=== TEXT FOR ANALYSIS ===

From LeeAnn McKenna, Executive Director, Partera International.

The letter that appears below has taken a long time to birth. The first draft appeared on Mothers’ Day.  Since then, the great disruption that is Covid-19 continues apace, Black Lives Matter has surged into the global consciousness.  Every night for four weeks and counting we are watching Black lives, Indigenous lives asphyxiated, beaten and shot.  And our global streets have been filled with citizens protesting the way things have been for far too long. The unthinkable is being contemplated; the unspeakable spoken.  Defund the police.  Imagine a post-white-supremacy world. Teach all of the stories, all histories, not only those of the winners. Get knees off necks.

This letter is a prayer, an invitation, an urgent cry to withdraw consent from the way things are.  And it’s already happening.

Greetings!

If you’re receiving this letter from me, from Partera International, it’s because, sometime over more than 30 years, we have been partners in peacemaking in some space and time, for a long time or a short time. You are in 25 countries on six continents, including right here in Canada, working with, now or in the past, a myriad of justice-seeking organisations. The news that you send, the stories of the creative ways in which you are continuing to live out, put into practice, what you’ve learned, what you’ve taught—is the most precious legacy of these years of work together. I will never forget you. Not that I am hanging up my calling; it never goes away, does it?  There has never been a better, a more important time than now to restitch our connections, tend to our solidarity, to encourage one another with our stories.  And, as part of that, to find room to do some re-imagining and work towards what we could be, what we must be.

=== EXERCISE DATA ===

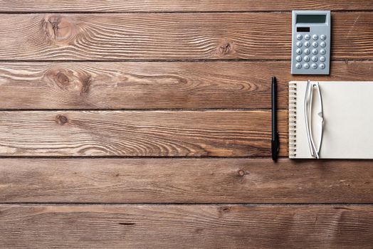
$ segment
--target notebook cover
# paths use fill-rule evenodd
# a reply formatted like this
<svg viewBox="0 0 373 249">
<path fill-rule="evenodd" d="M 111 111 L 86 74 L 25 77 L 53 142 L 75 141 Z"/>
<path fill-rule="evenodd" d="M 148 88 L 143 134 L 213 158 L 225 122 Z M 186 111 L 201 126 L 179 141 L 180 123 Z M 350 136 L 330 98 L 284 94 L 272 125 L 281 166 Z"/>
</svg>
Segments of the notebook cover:
<svg viewBox="0 0 373 249">
<path fill-rule="evenodd" d="M 373 82 L 319 81 L 319 85 L 324 117 L 320 159 L 373 159 Z M 307 81 L 289 83 L 290 158 L 313 158 L 304 117 L 306 86 Z"/>
</svg>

===

## WHAT TO DO
Repeat word for word the part of the letter from Partera International that opens with the words containing "From LeeAnn McKenna, Executive" and closes with "knees off necks.". The items are separate material and have nothing to do with the letter from Partera International.

## WRITTEN REPLY
From LeeAnn McKenna, Executive Director, Partera International.

The letter that appears below has taken a long time to birth. The first draft appeared on Mothers’ Day.  Since then, the great disruption that is Covid-19 continues apace, Black Lives Matter has surged into the global consciousness.  Every night for four weeks and counting we are watching Black lives, Indigenous lives asphyxiated, beaten and shot.  And our global streets have been filled with citizens protesting the way things have been for far too long. The unthinkable is being contemplated; the unspeakable spoken.  Defund the police.  Imagine a post-white-supremacy world. Teach all of the stories, all histories, not only those of the winners. Get knees off necks.